# List of tasks
(1) Retype the testing text from "The second concept" up to and including "assert(!is.null(safetyguide:::internalfunction(37)))".
(2) Which functional classes does the testing text name for arranging functions? List all of them.

# Text shown
Testing

We test code in order to address risk. It is your job to assess risk. It’s a job that requires expert understanding of the research task. We can talk here about how to find risky parts of research applications and how to mitigate that risk.

Reading code for risk

The section on Organizing Code suggests that we arrange functions into functional classes:

Parsing and validation of arguments and settings files
Input and output
Data movement to transform data structures
Computational algorithms and modeling

Each of these functional classes is more likely to have different kinds of errors in the code. We can think of the code to fail to function in a few ways:

Syntax errors, language doesn’t do what you thought it did.
Logical errors, such as off-by-one errors, failure to check for NULL, control flow failing to check for a condition.
Data errors, failure to validate, incorrect column reading.
Mathematical errors in grouping of terms, choice of function calls, inputs outside a function’s domain.

We can focus on mathematical errors in the computational part of the code and focus on data problems in the input and output section.

We know from public health that risk is an interaction among the probability of an event, the severity of an event, and our ability to mitigate adverse outcomes. For code, we can understand this as fault, error, and failure.

A fault is the mis-typed part of the code, the letters on the screen that are typed wrong. An error is the event that a running code encounters this fault and computes a number that will affect the result. If that error causes an exception, or if it is seen by validation code, then it becomes a failure. This leads to four kinds of risk, shown in the following table.

	not fail	fail
faultless	great	annoying
fault	terrible	fineiguess

It’s the fault without the failure that causes the most problems. Sometimes it’s obvious:

df <- dataframe(vals = c(3, 7, NA, 9, 11))
df[is.na(df)] <- 0

Most times, it’s harder to spot than this.

There are tools to measure complexity in code, and they can highlight places the code is hard to reason about. It looks like the most popular, Sonarqube, still doesn’t support R. By eye, you would look for two properties of code:

Cyclomatic complexity - This is the number of paths through code, which corresponds to the number of if-then branches. Beware that each selection of indices in a dataframe is another branch in the code. You can check this with a package in R.
Halstead complexity - This is the number of mathematical operatons (addition, multiplication), and calls to math functions like sin. In other words, it’s where your math and models lie, but you were staring at that code, anyway.

Addressing risk

There are three ways to find a bug: reading code, running code, or testing code. The pull-review process is about maximizing effectiveness of readers. This section is about how to maximize effectiveness of tests.

Better tests

We think about tests that are higher or lower, where a low test examines a function that doesn’t call any other functions in your code. The highest-level test would simulate input to the research application, run the code, and check output, so it is end-to-end in its exercise of the code.

The term unit test refers to testing of small, or low, units of code. For R packages, it’s a misnomer, because the testthat testing framework is called a unit test, but you can put any kind of tests into the testthat framework, no matter whether they exercise the whole application or a small part of it.

The second concept for unit testing is about information. You can write a test that checks for a result.

test_that("the function runs", {
  assert(!is.null(safetyguide:::internalfunction(37)))
})

Another test could check a result in much more detail.

test_that("the function runs", {
  result <- safetyguide:::internalfunction(37)

# Information supplied
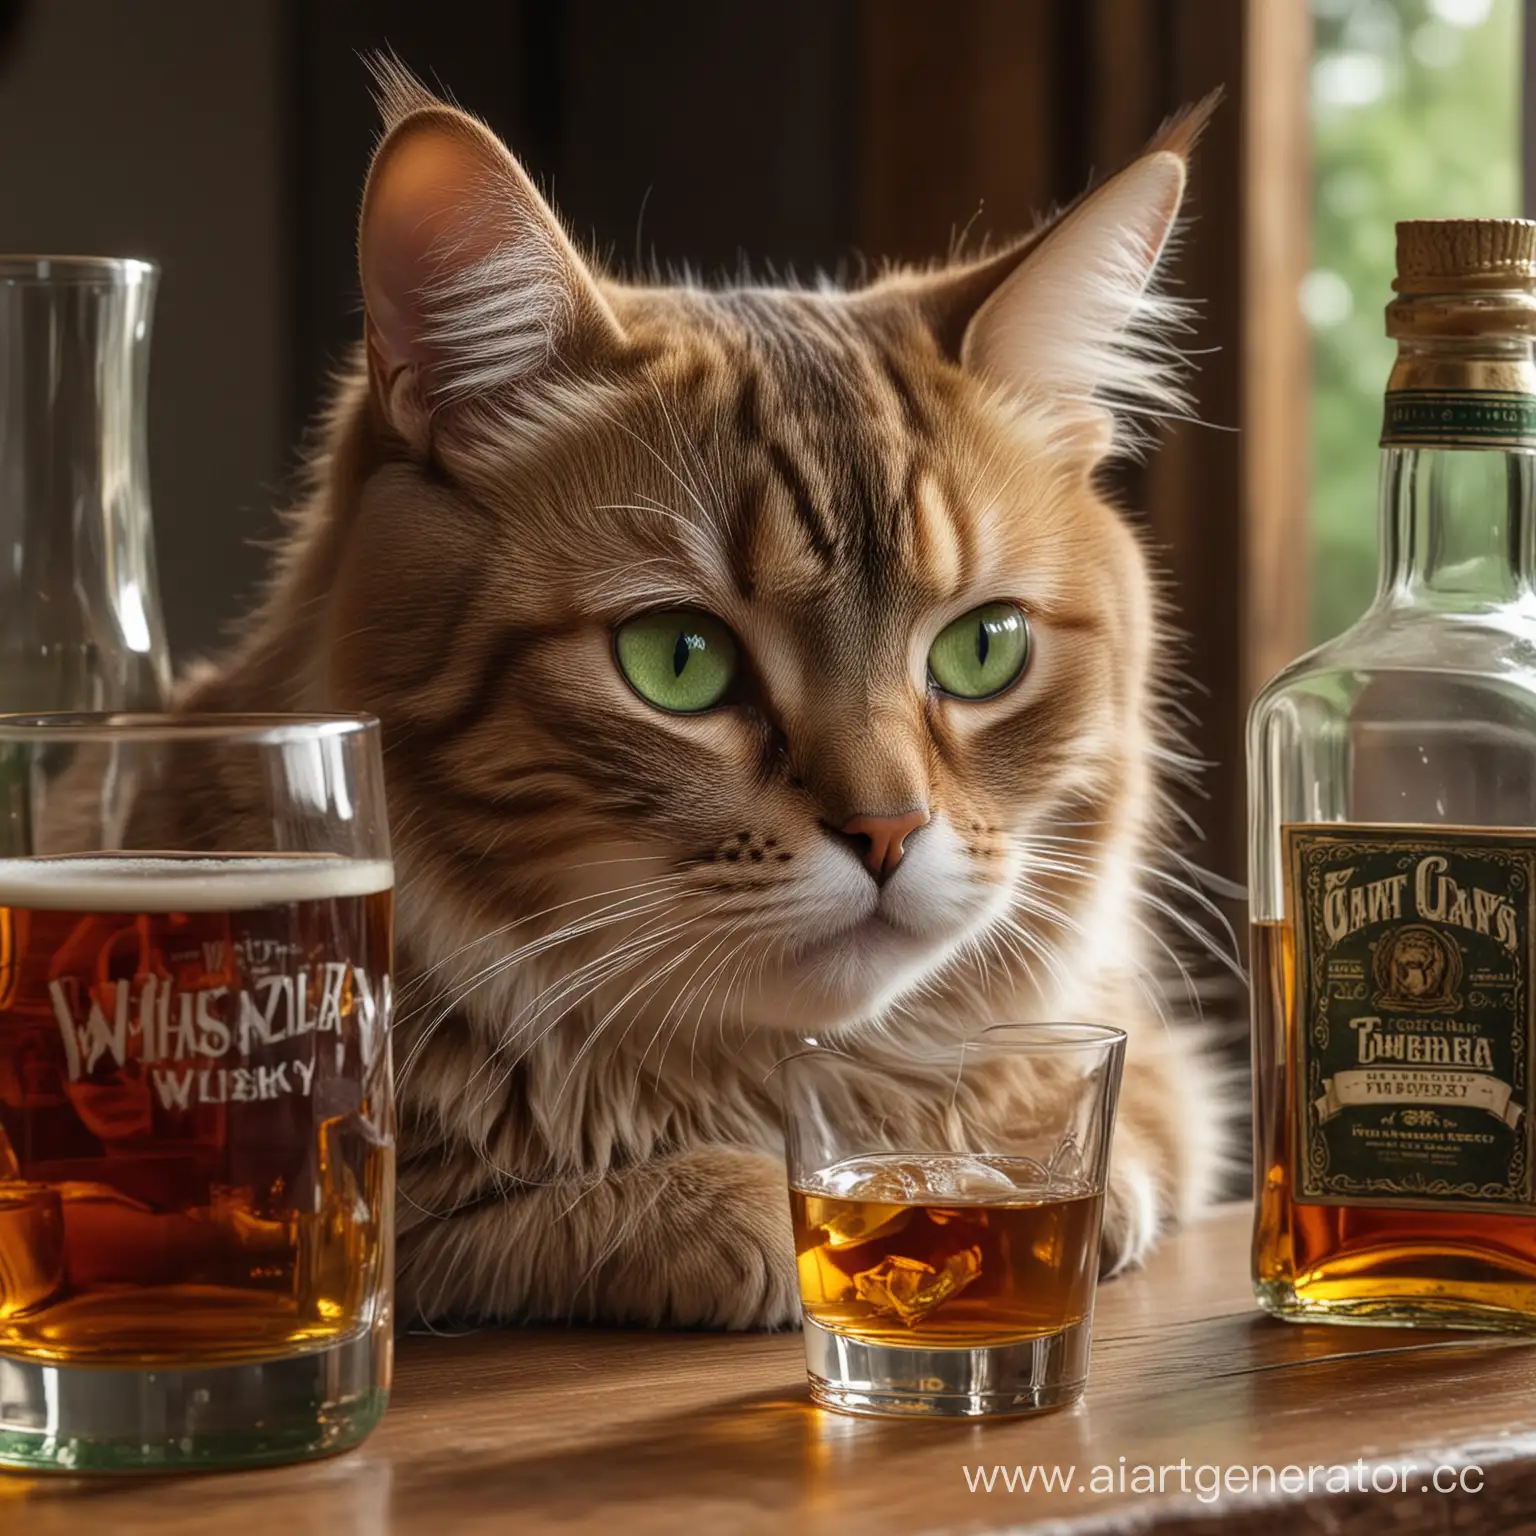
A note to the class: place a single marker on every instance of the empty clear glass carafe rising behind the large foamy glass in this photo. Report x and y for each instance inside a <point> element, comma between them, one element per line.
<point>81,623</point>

# Written responses
(1)
The second concept for unit testing is about information. You can write a test that checks for a result.

test_that("the function runs", {
  assert(!is.null(safetyguide:::internalfunction(37)))

(2)
- Parsing and validation of arguments and settings files
- Input and output
- Data movement to transform data structures
- Computational algorithms and modeling